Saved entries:
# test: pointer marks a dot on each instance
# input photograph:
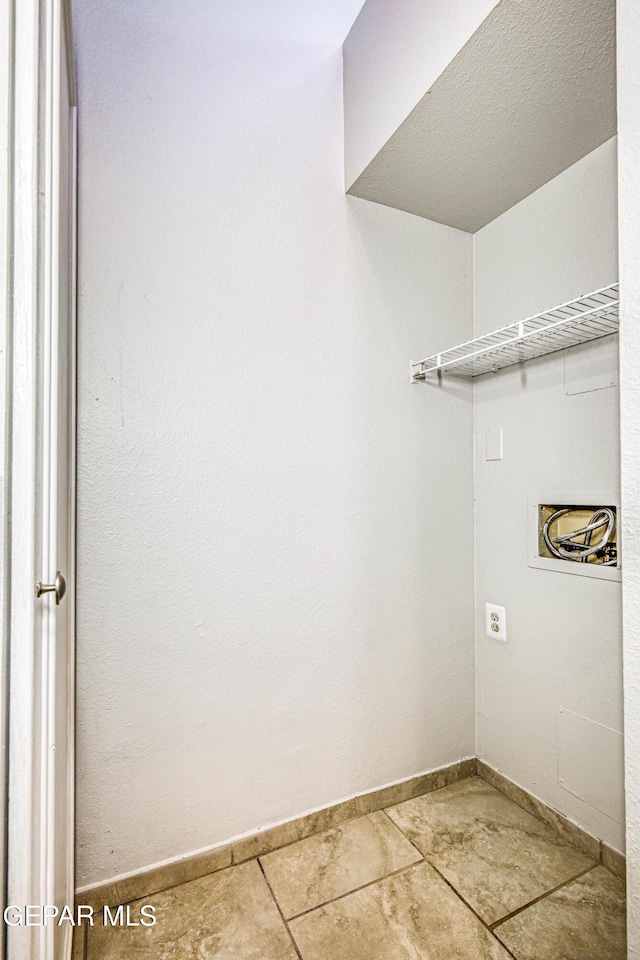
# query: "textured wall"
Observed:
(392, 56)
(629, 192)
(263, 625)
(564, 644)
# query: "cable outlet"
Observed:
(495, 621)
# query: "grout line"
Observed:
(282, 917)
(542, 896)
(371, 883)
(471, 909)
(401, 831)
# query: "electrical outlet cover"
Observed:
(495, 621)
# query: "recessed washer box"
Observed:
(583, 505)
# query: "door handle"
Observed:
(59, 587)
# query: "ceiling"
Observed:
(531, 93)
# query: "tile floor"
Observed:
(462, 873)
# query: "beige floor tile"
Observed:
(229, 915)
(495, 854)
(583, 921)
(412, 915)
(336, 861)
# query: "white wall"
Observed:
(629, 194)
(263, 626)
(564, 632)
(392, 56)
==
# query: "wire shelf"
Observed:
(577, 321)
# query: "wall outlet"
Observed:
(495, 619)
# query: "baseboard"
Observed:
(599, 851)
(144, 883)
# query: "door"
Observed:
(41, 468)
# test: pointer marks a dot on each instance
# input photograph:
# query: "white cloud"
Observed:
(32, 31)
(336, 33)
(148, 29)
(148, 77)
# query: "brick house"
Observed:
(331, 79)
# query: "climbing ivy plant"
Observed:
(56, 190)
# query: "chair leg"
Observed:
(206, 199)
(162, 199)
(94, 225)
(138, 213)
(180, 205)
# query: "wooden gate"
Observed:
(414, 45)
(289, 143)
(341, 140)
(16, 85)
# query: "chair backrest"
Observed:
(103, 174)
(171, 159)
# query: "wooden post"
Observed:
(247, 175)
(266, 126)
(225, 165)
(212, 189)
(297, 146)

- _EXERCISE OBJECTIVE_
Count the lines of the records that include the word "wooden", please, and report the number alone.

- _ANSWER BOX_
2